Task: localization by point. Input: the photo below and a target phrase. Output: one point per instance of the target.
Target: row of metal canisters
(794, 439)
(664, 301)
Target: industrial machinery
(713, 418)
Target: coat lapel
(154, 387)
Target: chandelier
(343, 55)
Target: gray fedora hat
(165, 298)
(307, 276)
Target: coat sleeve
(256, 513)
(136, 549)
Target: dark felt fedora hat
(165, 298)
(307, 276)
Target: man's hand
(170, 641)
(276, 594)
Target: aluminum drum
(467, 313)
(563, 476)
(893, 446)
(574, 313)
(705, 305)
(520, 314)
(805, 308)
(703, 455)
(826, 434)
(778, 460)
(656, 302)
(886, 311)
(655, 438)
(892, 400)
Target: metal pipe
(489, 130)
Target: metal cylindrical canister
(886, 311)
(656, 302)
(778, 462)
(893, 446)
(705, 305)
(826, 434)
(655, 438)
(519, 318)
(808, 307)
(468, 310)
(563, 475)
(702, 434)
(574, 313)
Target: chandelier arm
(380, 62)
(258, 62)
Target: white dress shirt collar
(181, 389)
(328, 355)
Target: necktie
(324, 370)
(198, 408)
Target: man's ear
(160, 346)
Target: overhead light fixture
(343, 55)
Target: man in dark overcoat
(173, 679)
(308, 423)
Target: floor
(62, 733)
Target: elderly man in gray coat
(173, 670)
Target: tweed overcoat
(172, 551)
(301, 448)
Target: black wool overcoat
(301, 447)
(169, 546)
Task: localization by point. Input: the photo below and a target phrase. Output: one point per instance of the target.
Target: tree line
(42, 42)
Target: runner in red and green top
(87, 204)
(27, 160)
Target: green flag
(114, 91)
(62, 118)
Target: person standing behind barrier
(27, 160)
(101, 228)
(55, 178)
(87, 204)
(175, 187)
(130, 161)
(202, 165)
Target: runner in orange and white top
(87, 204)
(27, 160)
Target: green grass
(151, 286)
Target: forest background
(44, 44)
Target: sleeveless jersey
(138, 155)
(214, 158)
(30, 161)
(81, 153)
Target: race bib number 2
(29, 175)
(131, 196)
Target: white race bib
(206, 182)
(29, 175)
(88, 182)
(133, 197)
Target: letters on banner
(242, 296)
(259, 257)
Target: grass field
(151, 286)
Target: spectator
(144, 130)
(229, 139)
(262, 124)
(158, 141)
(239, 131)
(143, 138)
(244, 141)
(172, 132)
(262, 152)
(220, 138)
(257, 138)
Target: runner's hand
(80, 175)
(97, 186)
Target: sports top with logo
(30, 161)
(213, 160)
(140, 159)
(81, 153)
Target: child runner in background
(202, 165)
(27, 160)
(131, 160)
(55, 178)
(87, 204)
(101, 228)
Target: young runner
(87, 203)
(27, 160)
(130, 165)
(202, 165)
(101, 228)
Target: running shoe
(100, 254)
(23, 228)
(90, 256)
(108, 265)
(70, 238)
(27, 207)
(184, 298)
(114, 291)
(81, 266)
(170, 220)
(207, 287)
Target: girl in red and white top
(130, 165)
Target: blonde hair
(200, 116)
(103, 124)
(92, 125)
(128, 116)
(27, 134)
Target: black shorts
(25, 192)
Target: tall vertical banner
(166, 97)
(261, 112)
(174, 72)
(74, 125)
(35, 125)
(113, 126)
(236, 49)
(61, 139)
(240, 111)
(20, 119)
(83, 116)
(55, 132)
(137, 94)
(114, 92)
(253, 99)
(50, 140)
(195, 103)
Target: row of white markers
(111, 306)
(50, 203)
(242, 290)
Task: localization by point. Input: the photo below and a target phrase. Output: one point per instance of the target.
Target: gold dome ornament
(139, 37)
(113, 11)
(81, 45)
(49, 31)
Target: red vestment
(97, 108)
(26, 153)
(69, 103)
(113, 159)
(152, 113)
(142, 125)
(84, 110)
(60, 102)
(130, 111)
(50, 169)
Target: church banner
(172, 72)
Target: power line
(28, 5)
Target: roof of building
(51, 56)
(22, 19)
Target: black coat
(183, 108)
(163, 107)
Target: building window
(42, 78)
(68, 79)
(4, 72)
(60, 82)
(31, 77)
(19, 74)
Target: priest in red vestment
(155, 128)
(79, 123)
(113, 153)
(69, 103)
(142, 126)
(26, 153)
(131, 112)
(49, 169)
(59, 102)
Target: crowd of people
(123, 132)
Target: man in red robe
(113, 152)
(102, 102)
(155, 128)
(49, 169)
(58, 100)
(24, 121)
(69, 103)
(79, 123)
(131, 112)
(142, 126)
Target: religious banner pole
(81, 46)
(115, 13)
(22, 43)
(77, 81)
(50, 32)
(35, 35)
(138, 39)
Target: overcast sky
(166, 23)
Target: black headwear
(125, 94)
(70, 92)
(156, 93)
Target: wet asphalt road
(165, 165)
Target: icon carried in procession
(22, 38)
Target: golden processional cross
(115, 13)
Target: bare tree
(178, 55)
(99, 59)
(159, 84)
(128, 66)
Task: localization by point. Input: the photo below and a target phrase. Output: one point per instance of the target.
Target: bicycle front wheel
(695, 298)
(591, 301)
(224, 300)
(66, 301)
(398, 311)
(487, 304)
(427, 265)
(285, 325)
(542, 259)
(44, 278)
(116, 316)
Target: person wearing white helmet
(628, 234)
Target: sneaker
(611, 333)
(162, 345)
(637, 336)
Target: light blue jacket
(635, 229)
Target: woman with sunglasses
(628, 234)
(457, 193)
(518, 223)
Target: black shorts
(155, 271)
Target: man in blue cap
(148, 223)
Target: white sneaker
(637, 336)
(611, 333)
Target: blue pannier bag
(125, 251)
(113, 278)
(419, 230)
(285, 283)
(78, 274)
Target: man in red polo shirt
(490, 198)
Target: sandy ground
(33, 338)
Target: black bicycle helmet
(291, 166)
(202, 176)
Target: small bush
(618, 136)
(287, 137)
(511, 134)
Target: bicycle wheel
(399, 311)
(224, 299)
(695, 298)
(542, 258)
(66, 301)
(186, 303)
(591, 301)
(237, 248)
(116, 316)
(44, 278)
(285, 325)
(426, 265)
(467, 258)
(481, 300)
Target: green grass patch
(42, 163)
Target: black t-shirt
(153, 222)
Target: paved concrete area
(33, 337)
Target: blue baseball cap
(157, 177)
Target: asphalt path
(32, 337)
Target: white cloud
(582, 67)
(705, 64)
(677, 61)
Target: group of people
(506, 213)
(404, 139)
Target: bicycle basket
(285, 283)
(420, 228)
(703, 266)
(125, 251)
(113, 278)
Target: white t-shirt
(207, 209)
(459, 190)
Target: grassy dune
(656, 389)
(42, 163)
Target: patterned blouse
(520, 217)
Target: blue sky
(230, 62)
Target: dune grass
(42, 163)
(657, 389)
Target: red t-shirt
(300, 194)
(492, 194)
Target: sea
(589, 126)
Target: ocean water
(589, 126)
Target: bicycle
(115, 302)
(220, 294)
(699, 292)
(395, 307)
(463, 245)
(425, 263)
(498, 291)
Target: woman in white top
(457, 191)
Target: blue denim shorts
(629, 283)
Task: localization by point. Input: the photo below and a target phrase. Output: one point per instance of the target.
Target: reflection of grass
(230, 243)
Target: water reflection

## Requirements
Please return all of the entries above, line for line, with no changes.

## Right answer
Task: localization by point. Input: the photo below and a target phrase. Output: one point per instance of the target.
Target: row of metal canisters
(794, 439)
(664, 301)
Target: industrial machinery
(713, 418)
Target: coat lapel
(154, 387)
Target: chandelier
(343, 55)
Target: gray fedora hat
(165, 298)
(307, 276)
Target: coat sleeve
(256, 513)
(136, 549)
Target: dark felt fedora hat
(165, 298)
(307, 276)
Target: man's hand
(170, 641)
(276, 594)
Target: aluminum drum
(467, 313)
(563, 476)
(893, 446)
(574, 313)
(705, 305)
(520, 314)
(805, 308)
(703, 455)
(826, 434)
(778, 460)
(656, 302)
(886, 311)
(655, 438)
(892, 400)
Target: metal pipe
(489, 130)
Target: metal cylindrical canister
(886, 311)
(656, 302)
(778, 462)
(893, 446)
(705, 305)
(826, 434)
(655, 438)
(519, 318)
(808, 307)
(468, 310)
(563, 475)
(702, 434)
(574, 313)
Target: chandelier arm
(380, 62)
(258, 62)
Target: white dress shirt collar
(181, 389)
(328, 355)
Target: necktie
(324, 370)
(198, 408)
Target: man's ear
(160, 346)
Target: overhead light fixture
(343, 55)
Target: man in dark overcoat
(173, 679)
(308, 423)
Target: floor
(62, 733)
Target: elderly man in gray coat
(173, 670)
Target: tweed overcoat
(172, 551)
(301, 448)
Target: black wool overcoat
(301, 447)
(169, 546)
Task: localization by point. Input: the photo below and a target phrase. Output: one point per instance of the target.
Target: tree line
(42, 42)
Target: runner in red and green top
(87, 204)
(27, 160)
Target: green flag
(114, 91)
(62, 118)
Target: person standing behind barrier
(27, 160)
(101, 228)
(55, 178)
(87, 204)
(175, 187)
(130, 161)
(202, 165)
Target: runner in orange and white top
(87, 204)
(27, 160)
Target: green grass
(151, 286)
Target: forest background
(44, 44)
Target: sleeveless jersey
(138, 155)
(214, 158)
(30, 161)
(81, 153)
Target: race bib number 2
(29, 175)
(131, 196)
Target: white race bib
(206, 182)
(29, 175)
(88, 182)
(133, 197)
Target: letters on banner
(242, 296)
(259, 257)
Target: grass field
(151, 286)
Target: spectator
(144, 130)
(229, 139)
(262, 124)
(158, 141)
(239, 131)
(143, 138)
(244, 141)
(172, 132)
(262, 152)
(220, 138)
(257, 138)
Target: runner's hand
(80, 175)
(97, 186)
Target: sports top with logo
(30, 161)
(213, 160)
(140, 159)
(81, 153)
Target: child runner in background
(202, 165)
(27, 160)
(131, 160)
(55, 178)
(87, 204)
(101, 228)
Target: young runner
(87, 203)
(27, 160)
(130, 165)
(202, 165)
(101, 228)
Target: running shoe
(100, 254)
(23, 228)
(90, 256)
(108, 265)
(70, 238)
(27, 207)
(184, 298)
(114, 291)
(81, 266)
(170, 220)
(207, 287)
Target: girl in red and white top
(130, 165)
Target: blonde hair
(200, 116)
(103, 124)
(92, 125)
(128, 116)
(27, 134)
Target: black shorts
(25, 192)
Target: tall vertical banner
(166, 97)
(261, 112)
(174, 72)
(74, 125)
(35, 125)
(113, 126)
(236, 49)
(61, 139)
(240, 111)
(20, 119)
(83, 116)
(55, 132)
(137, 94)
(114, 92)
(253, 99)
(50, 140)
(195, 103)
Target: row of white markers
(111, 306)
(50, 203)
(242, 290)
Task: localization by point. Input: the photo below and a target phrase. Output: one point per instance of the target.
Target: gold dome ornament
(139, 37)
(113, 11)
(81, 45)
(49, 31)
Target: red vestment
(97, 108)
(26, 153)
(69, 103)
(113, 159)
(152, 113)
(142, 125)
(84, 110)
(60, 102)
(130, 111)
(50, 169)
Target: church banner
(172, 72)
Target: power line
(28, 5)
Target: roof of building
(51, 56)
(22, 19)
Target: black coat
(183, 108)
(163, 107)
Target: building window
(42, 78)
(68, 79)
(4, 72)
(60, 82)
(31, 77)
(19, 74)
Target: priest in red vestment
(155, 128)
(79, 123)
(113, 153)
(69, 103)
(142, 126)
(26, 153)
(131, 112)
(49, 169)
(59, 102)
Target: crowd of people
(123, 132)
Target: man in red robe
(113, 152)
(102, 102)
(155, 128)
(49, 169)
(58, 100)
(24, 121)
(69, 103)
(79, 123)
(131, 112)
(142, 126)
Target: religious banner pole
(81, 46)
(115, 13)
(22, 43)
(77, 81)
(50, 32)
(35, 35)
(138, 39)
Target: overcast sky
(166, 23)
Target: black headwear
(125, 94)
(70, 92)
(156, 93)
Target: wet asphalt road
(165, 165)
Target: icon carried in procession
(22, 38)
Target: golden processional cross
(115, 13)
Target: bare tree
(178, 55)
(99, 59)
(159, 84)
(128, 66)
Task: localization by point. Input: the photo below and a target phrase. Output: one point per instance of the target.
Target: bicycle front wheel
(695, 298)
(591, 301)
(224, 300)
(66, 301)
(398, 311)
(487, 304)
(427, 265)
(285, 325)
(542, 259)
(44, 278)
(116, 316)
Target: person wearing white helmet
(628, 234)
Target: sneaker
(611, 333)
(162, 345)
(637, 336)
Target: light blue jacket
(635, 229)
Target: woman with sunglasses
(628, 234)
(457, 193)
(518, 223)
Target: black shorts
(155, 271)
Target: man in blue cap
(148, 223)
Target: white sneaker
(637, 336)
(611, 333)
Target: blue pannier bag
(125, 251)
(113, 278)
(419, 230)
(285, 283)
(78, 274)
Target: man in red polo shirt
(490, 198)
Target: sandy ground
(33, 338)
Target: black bicycle helmet
(291, 166)
(202, 176)
Target: small bush
(618, 136)
(287, 137)
(511, 134)
Target: bicycle wheel
(399, 311)
(224, 299)
(695, 298)
(542, 258)
(66, 301)
(186, 303)
(591, 301)
(237, 248)
(116, 316)
(44, 278)
(285, 325)
(426, 265)
(467, 258)
(481, 300)
Target: green grass patch
(42, 163)
Target: black t-shirt
(153, 222)
Target: paved concrete area
(33, 337)
Target: blue baseball cap
(157, 177)
Target: asphalt path
(32, 337)
Target: white cloud
(582, 67)
(705, 64)
(677, 61)
Target: group of people
(506, 213)
(404, 139)
Target: bicycle basket
(285, 283)
(420, 228)
(703, 266)
(125, 251)
(113, 278)
Target: white t-shirt
(207, 209)
(459, 190)
Target: grassy dune
(656, 389)
(42, 163)
Target: patterned blouse
(520, 217)
Target: blue sky
(230, 62)
Target: dune grass
(42, 163)
(657, 389)
Target: red t-shirt
(300, 194)
(492, 194)
Target: sea
(589, 126)
Target: ocean water
(589, 126)
Target: bicycle
(115, 302)
(220, 294)
(699, 292)
(395, 307)
(463, 245)
(425, 263)
(498, 291)
Target: woman in white top
(457, 191)
Target: blue denim shorts
(629, 283)
Task: localization by point. Input: the photo below and a target phrase. Output: one point per instance of the target.
Target: reflection of grass
(230, 243)
Target: water reflection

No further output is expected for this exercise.